• DATA IN THIS EXERCISE
++++++++++++++++++++

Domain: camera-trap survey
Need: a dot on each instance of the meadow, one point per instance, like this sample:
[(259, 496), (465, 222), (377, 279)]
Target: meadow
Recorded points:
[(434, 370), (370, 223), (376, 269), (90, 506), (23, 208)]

++++++++++++++++++++

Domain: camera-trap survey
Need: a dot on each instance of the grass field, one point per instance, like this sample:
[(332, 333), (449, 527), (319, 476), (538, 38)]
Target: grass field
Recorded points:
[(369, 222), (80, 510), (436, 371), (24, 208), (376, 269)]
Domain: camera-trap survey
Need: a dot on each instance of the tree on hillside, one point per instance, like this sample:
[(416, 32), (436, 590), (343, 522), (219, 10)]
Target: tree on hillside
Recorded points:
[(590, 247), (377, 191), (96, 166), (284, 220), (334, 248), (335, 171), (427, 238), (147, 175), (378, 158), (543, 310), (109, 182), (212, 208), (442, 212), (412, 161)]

++++++++++++++++++++

• WHAT YOU ARE ASKED TO DO
Find each line in the listing above that contains the word "grass" and copy those lines out in full.

• ANSWER TO THIS PROBLEM
Need: a dot on each instance of the grass field, one point per instance, like this sample:
Target: grass field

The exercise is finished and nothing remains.